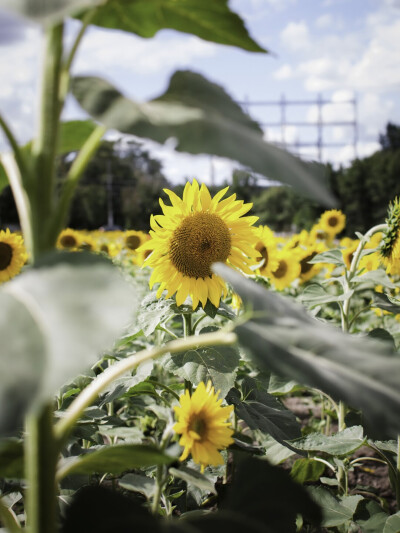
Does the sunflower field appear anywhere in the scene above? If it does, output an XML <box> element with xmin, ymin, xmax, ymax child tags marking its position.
<box><xmin>0</xmin><ymin>0</ymin><xmax>400</xmax><ymax>533</ymax></box>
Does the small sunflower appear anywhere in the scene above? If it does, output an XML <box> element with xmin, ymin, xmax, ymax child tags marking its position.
<box><xmin>57</xmin><ymin>228</ymin><xmax>81</xmax><ymax>251</ymax></box>
<box><xmin>380</xmin><ymin>198</ymin><xmax>400</xmax><ymax>274</ymax></box>
<box><xmin>0</xmin><ymin>228</ymin><xmax>27</xmax><ymax>283</ymax></box>
<box><xmin>138</xmin><ymin>180</ymin><xmax>258</xmax><ymax>309</ymax></box>
<box><xmin>173</xmin><ymin>381</ymin><xmax>233</xmax><ymax>471</ymax></box>
<box><xmin>269</xmin><ymin>250</ymin><xmax>300</xmax><ymax>291</ymax></box>
<box><xmin>319</xmin><ymin>209</ymin><xmax>346</xmax><ymax>237</ymax></box>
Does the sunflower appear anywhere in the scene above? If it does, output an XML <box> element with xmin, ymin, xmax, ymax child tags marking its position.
<box><xmin>173</xmin><ymin>381</ymin><xmax>233</xmax><ymax>471</ymax></box>
<box><xmin>138</xmin><ymin>180</ymin><xmax>259</xmax><ymax>309</ymax></box>
<box><xmin>269</xmin><ymin>250</ymin><xmax>300</xmax><ymax>291</ymax></box>
<box><xmin>380</xmin><ymin>198</ymin><xmax>400</xmax><ymax>274</ymax></box>
<box><xmin>0</xmin><ymin>228</ymin><xmax>27</xmax><ymax>283</ymax></box>
<box><xmin>319</xmin><ymin>209</ymin><xmax>346</xmax><ymax>237</ymax></box>
<box><xmin>57</xmin><ymin>228</ymin><xmax>81</xmax><ymax>250</ymax></box>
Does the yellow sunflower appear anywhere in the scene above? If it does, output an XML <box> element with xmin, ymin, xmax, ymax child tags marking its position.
<box><xmin>380</xmin><ymin>198</ymin><xmax>400</xmax><ymax>274</ymax></box>
<box><xmin>57</xmin><ymin>228</ymin><xmax>81</xmax><ymax>250</ymax></box>
<box><xmin>173</xmin><ymin>381</ymin><xmax>233</xmax><ymax>471</ymax></box>
<box><xmin>319</xmin><ymin>209</ymin><xmax>346</xmax><ymax>237</ymax></box>
<box><xmin>0</xmin><ymin>228</ymin><xmax>27</xmax><ymax>283</ymax></box>
<box><xmin>269</xmin><ymin>250</ymin><xmax>300</xmax><ymax>291</ymax></box>
<box><xmin>138</xmin><ymin>180</ymin><xmax>259</xmax><ymax>309</ymax></box>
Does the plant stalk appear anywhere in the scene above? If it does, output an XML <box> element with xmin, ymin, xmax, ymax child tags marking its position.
<box><xmin>54</xmin><ymin>330</ymin><xmax>237</xmax><ymax>449</ymax></box>
<box><xmin>25</xmin><ymin>404</ymin><xmax>58</xmax><ymax>533</ymax></box>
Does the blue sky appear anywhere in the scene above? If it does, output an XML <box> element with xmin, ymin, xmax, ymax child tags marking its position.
<box><xmin>0</xmin><ymin>0</ymin><xmax>400</xmax><ymax>182</ymax></box>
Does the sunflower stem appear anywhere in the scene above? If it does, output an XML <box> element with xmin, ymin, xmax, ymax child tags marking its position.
<box><xmin>54</xmin><ymin>330</ymin><xmax>237</xmax><ymax>448</ymax></box>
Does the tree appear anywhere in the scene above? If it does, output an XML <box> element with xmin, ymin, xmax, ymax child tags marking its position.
<box><xmin>59</xmin><ymin>141</ymin><xmax>169</xmax><ymax>231</ymax></box>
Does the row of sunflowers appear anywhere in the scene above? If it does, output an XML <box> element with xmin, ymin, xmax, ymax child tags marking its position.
<box><xmin>0</xmin><ymin>181</ymin><xmax>400</xmax><ymax>308</ymax></box>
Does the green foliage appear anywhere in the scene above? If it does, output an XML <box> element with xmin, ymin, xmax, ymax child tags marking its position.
<box><xmin>72</xmin><ymin>71</ymin><xmax>334</xmax><ymax>205</ymax></box>
<box><xmin>0</xmin><ymin>253</ymin><xmax>135</xmax><ymax>432</ymax></box>
<box><xmin>76</xmin><ymin>0</ymin><xmax>266</xmax><ymax>52</ymax></box>
<box><xmin>215</xmin><ymin>265</ymin><xmax>400</xmax><ymax>437</ymax></box>
<box><xmin>252</xmin><ymin>186</ymin><xmax>322</xmax><ymax>232</ymax></box>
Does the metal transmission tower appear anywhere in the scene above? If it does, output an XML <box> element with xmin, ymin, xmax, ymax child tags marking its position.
<box><xmin>238</xmin><ymin>94</ymin><xmax>358</xmax><ymax>161</ymax></box>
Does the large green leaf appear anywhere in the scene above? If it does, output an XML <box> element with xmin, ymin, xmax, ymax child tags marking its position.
<box><xmin>164</xmin><ymin>328</ymin><xmax>240</xmax><ymax>398</ymax></box>
<box><xmin>0</xmin><ymin>253</ymin><xmax>136</xmax><ymax>432</ymax></box>
<box><xmin>290</xmin><ymin>426</ymin><xmax>366</xmax><ymax>456</ymax></box>
<box><xmin>214</xmin><ymin>264</ymin><xmax>400</xmax><ymax>439</ymax></box>
<box><xmin>383</xmin><ymin>511</ymin><xmax>400</xmax><ymax>533</ymax></box>
<box><xmin>60</xmin><ymin>444</ymin><xmax>176</xmax><ymax>477</ymax></box>
<box><xmin>72</xmin><ymin>71</ymin><xmax>334</xmax><ymax>205</ymax></box>
<box><xmin>227</xmin><ymin>379</ymin><xmax>301</xmax><ymax>447</ymax></box>
<box><xmin>1</xmin><ymin>0</ymin><xmax>104</xmax><ymax>24</ymax></box>
<box><xmin>76</xmin><ymin>0</ymin><xmax>266</xmax><ymax>52</ymax></box>
<box><xmin>308</xmin><ymin>487</ymin><xmax>363</xmax><ymax>527</ymax></box>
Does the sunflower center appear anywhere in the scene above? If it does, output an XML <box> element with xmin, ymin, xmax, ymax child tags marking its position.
<box><xmin>300</xmin><ymin>252</ymin><xmax>317</xmax><ymax>274</ymax></box>
<box><xmin>125</xmin><ymin>235</ymin><xmax>140</xmax><ymax>250</ymax></box>
<box><xmin>60</xmin><ymin>235</ymin><xmax>77</xmax><ymax>248</ymax></box>
<box><xmin>328</xmin><ymin>216</ymin><xmax>339</xmax><ymax>228</ymax></box>
<box><xmin>0</xmin><ymin>242</ymin><xmax>12</xmax><ymax>270</ymax></box>
<box><xmin>273</xmin><ymin>260</ymin><xmax>288</xmax><ymax>279</ymax></box>
<box><xmin>189</xmin><ymin>417</ymin><xmax>207</xmax><ymax>438</ymax></box>
<box><xmin>169</xmin><ymin>213</ymin><xmax>231</xmax><ymax>279</ymax></box>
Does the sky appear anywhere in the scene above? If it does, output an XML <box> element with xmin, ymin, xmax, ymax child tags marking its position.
<box><xmin>0</xmin><ymin>0</ymin><xmax>400</xmax><ymax>187</ymax></box>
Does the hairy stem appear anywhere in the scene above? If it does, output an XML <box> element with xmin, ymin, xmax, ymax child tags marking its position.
<box><xmin>54</xmin><ymin>330</ymin><xmax>237</xmax><ymax>446</ymax></box>
<box><xmin>25</xmin><ymin>404</ymin><xmax>58</xmax><ymax>533</ymax></box>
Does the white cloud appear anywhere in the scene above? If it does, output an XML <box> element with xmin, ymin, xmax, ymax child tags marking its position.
<box><xmin>280</xmin><ymin>20</ymin><xmax>310</xmax><ymax>50</ymax></box>
<box><xmin>74</xmin><ymin>29</ymin><xmax>217</xmax><ymax>78</ymax></box>
<box><xmin>315</xmin><ymin>13</ymin><xmax>333</xmax><ymax>30</ymax></box>
<box><xmin>273</xmin><ymin>63</ymin><xmax>294</xmax><ymax>80</ymax></box>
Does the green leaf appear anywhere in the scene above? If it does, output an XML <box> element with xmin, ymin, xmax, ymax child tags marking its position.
<box><xmin>308</xmin><ymin>248</ymin><xmax>345</xmax><ymax>266</ymax></box>
<box><xmin>76</xmin><ymin>0</ymin><xmax>266</xmax><ymax>52</ymax></box>
<box><xmin>290</xmin><ymin>426</ymin><xmax>366</xmax><ymax>456</ymax></box>
<box><xmin>300</xmin><ymin>283</ymin><xmax>354</xmax><ymax>307</ymax></box>
<box><xmin>307</xmin><ymin>487</ymin><xmax>363</xmax><ymax>527</ymax></box>
<box><xmin>164</xmin><ymin>327</ymin><xmax>240</xmax><ymax>398</ymax></box>
<box><xmin>383</xmin><ymin>511</ymin><xmax>400</xmax><ymax>533</ymax></box>
<box><xmin>60</xmin><ymin>444</ymin><xmax>176</xmax><ymax>478</ymax></box>
<box><xmin>221</xmin><ymin>458</ymin><xmax>320</xmax><ymax>533</ymax></box>
<box><xmin>214</xmin><ymin>264</ymin><xmax>400</xmax><ymax>439</ymax></box>
<box><xmin>1</xmin><ymin>0</ymin><xmax>104</xmax><ymax>24</ymax></box>
<box><xmin>351</xmin><ymin>268</ymin><xmax>400</xmax><ymax>290</ymax></box>
<box><xmin>372</xmin><ymin>292</ymin><xmax>400</xmax><ymax>314</ymax></box>
<box><xmin>355</xmin><ymin>500</ymin><xmax>388</xmax><ymax>533</ymax></box>
<box><xmin>57</xmin><ymin>120</ymin><xmax>97</xmax><ymax>154</ymax></box>
<box><xmin>368</xmin><ymin>328</ymin><xmax>396</xmax><ymax>353</ymax></box>
<box><xmin>71</xmin><ymin>70</ymin><xmax>334</xmax><ymax>205</ymax></box>
<box><xmin>290</xmin><ymin>458</ymin><xmax>325</xmax><ymax>485</ymax></box>
<box><xmin>138</xmin><ymin>291</ymin><xmax>176</xmax><ymax>337</ymax></box>
<box><xmin>226</xmin><ymin>378</ymin><xmax>301</xmax><ymax>447</ymax></box>
<box><xmin>118</xmin><ymin>474</ymin><xmax>156</xmax><ymax>500</ymax></box>
<box><xmin>0</xmin><ymin>253</ymin><xmax>136</xmax><ymax>431</ymax></box>
<box><xmin>169</xmin><ymin>465</ymin><xmax>217</xmax><ymax>494</ymax></box>
<box><xmin>0</xmin><ymin>438</ymin><xmax>24</xmax><ymax>478</ymax></box>
<box><xmin>267</xmin><ymin>374</ymin><xmax>302</xmax><ymax>396</ymax></box>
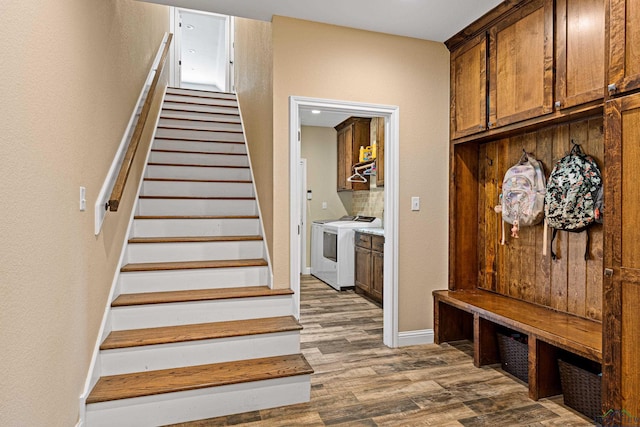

### WHAT THE TASK REQUIRES:
Report every line of the data above that contains the string "stem", treating uppercase and lowercase letters as distinct.

### REPLY:
Does the sunflower stem appear anywhere in the scene above? If it does, output an XML <box> element with xmin, ymin, xmax, ymax child tags marking its position.
Does the hairy stem appear anywhere in the scene above? If it does, output an XML <box> element with xmin, ymin, xmax, ymax child tags marking its position.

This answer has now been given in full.